Your task: Up to and including the final line, please copy every line exactly, starting from the one that contains "Review step: verify that every instance of the tree" in the material below.
╭──
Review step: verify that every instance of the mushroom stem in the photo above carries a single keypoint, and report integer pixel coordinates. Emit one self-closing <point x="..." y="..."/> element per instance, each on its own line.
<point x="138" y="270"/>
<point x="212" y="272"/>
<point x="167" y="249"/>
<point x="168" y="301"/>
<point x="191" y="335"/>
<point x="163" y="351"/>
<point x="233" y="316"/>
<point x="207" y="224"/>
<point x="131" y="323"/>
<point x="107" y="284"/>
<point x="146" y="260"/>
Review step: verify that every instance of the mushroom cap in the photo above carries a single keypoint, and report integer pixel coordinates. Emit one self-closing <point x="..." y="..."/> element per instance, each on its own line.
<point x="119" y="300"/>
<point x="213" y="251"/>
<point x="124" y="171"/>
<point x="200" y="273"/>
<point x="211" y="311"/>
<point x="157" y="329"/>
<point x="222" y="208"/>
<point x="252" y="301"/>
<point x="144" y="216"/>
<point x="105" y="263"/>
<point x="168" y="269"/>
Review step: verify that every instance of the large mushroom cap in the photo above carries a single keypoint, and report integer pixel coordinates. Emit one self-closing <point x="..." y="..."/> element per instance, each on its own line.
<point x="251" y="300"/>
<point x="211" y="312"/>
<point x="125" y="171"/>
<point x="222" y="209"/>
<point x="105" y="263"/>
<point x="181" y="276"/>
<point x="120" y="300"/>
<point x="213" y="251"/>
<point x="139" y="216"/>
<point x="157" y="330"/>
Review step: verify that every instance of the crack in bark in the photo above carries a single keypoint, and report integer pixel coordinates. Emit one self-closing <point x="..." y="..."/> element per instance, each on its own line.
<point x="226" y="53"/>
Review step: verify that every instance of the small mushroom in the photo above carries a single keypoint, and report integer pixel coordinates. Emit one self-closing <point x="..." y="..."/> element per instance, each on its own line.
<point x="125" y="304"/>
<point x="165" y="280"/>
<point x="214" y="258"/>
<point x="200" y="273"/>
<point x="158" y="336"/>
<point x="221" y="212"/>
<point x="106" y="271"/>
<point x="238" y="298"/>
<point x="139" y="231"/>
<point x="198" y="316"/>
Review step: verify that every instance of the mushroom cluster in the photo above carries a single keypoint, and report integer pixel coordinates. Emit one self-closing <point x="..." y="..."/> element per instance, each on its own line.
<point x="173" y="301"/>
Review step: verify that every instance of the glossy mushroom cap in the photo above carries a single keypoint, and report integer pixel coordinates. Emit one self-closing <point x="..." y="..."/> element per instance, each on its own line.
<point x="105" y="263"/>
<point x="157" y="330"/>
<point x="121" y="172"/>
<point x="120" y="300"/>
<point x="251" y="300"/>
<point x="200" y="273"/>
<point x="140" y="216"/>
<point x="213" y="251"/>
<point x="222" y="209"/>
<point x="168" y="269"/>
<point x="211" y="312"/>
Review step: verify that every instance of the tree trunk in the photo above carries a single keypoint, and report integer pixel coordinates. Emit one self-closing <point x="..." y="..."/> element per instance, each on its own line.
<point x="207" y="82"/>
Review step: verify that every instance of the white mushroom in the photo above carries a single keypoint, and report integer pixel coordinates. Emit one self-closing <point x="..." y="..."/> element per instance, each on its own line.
╰──
The completed task:
Review step: verify that every instance of the tree trunk in the photo above carries a single keypoint, and report integer pixel coordinates. Emit one self-closing <point x="..." y="..."/> element per instance, each on its own line.
<point x="207" y="82"/>
Review step: verify that every instance of the white mushroom in the photo above carries a single keypoint, and report integer pixel coordinates. Emit one self-closing <point x="..." y="..."/> element per instance, each on its own line.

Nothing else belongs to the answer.